Activity: Could you quote the passage on leadership bench strength word for word, between "The reality is" and "organizations including yours.", inclusive?

Supplied passage:

In our meetings with CEOs and HR directors, it is evident there is a growing concern within organizations needing to strengthen current leaders and support the bench of the future ones.

After reading Gartner’s report on How to Build Leadership Bench Strength, these are my conclusions: HR already invests 23% of its Training and Development budget in Leadership and 27% on the high potential professionals. About $3,750 per HIPO annually. In addition, executives are investing more time in succession management activities. And yet, talent pools and confidence in future internal leaders continue to weaken.

The reality is that today leaders’ abilities have hardly changed. When the business environment in which leaders and organizations must operate has changed considerably. What are the most relevant changes in the new business environment?

We are, whether we like it or not, in an era of CHANGE, and in a change of era. An era of unprecedented volatility, uncertainty, complexity, and ambiguity (VUCA). With exponential technologies, multi-Generations at the workplace, new off-industry competitors challenging incumbents, the Covid-19 New Reality…

All these events are contributing to creating this permanently changing environment that challenges all “traditional” organizations including yours.

Records supplied:
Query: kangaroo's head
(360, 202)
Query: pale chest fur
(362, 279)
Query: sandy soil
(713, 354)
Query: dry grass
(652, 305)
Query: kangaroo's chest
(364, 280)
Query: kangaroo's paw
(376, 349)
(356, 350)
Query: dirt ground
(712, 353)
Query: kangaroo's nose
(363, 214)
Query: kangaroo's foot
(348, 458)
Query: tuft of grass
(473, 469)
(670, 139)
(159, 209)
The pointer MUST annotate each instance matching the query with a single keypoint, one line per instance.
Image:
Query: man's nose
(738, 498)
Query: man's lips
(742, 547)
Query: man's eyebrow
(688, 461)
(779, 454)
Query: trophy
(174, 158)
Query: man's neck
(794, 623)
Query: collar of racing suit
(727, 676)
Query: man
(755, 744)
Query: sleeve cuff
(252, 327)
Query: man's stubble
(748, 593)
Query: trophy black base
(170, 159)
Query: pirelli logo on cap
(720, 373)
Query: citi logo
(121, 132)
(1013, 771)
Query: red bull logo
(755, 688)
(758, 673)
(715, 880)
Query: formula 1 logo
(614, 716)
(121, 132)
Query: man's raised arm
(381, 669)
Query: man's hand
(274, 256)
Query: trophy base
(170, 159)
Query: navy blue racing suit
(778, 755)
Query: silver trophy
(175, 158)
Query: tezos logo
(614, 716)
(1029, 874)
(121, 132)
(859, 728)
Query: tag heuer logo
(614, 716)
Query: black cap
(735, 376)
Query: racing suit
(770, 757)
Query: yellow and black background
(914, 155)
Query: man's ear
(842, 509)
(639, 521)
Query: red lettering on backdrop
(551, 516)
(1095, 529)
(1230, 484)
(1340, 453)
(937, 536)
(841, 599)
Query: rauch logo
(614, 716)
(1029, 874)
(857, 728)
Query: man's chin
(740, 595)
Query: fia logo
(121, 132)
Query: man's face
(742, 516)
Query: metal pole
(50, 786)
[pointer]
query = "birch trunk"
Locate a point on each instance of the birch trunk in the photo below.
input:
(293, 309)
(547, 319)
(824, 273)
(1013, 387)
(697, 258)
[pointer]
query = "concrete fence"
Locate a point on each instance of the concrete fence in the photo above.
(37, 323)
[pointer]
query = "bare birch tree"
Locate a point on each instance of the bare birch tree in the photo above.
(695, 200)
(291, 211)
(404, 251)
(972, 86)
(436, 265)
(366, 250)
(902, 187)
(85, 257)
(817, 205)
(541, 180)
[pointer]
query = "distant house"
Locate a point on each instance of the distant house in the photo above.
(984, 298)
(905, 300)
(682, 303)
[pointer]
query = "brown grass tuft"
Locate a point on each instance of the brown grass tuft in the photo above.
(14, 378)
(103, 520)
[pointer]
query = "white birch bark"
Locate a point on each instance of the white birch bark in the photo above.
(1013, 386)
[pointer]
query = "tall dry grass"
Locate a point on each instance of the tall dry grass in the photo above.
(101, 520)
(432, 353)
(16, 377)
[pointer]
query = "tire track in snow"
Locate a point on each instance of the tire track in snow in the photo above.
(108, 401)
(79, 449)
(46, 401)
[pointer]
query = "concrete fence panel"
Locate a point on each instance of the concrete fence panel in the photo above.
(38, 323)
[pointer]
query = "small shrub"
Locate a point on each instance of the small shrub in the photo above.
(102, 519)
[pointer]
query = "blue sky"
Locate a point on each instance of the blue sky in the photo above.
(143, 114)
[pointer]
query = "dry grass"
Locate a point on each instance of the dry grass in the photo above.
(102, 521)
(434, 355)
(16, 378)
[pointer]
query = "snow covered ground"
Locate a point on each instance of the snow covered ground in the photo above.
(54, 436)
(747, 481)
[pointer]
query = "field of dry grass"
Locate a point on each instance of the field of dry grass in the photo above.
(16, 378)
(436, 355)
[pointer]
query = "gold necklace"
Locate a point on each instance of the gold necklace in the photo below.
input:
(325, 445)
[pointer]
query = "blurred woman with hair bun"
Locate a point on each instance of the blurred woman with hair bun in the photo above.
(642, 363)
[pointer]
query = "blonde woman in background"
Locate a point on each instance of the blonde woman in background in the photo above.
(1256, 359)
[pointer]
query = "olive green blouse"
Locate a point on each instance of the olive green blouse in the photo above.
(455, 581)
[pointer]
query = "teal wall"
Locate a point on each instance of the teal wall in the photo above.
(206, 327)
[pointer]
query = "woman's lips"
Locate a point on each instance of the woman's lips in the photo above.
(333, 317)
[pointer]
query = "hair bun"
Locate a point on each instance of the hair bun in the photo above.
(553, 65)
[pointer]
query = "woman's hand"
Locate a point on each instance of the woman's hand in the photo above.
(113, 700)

Task result:
The reality is that today leaders’ abilities have hardly changed. When the business environment in which leaders and organizations must operate has changed considerably. What are the most relevant changes in the new business environment?

We are, whether we like it or not, in an era of CHANGE, and in a change of era. An era of unprecedented volatility, uncertainty, complexity, and ambiguity (VUCA). With exponential technologies, multi-Generations at the workplace, new off-industry competitors challenging incumbents, the Covid-19 New Reality…

All these events are contributing to creating this permanently changing environment that challenges all “traditional” organizations including yours.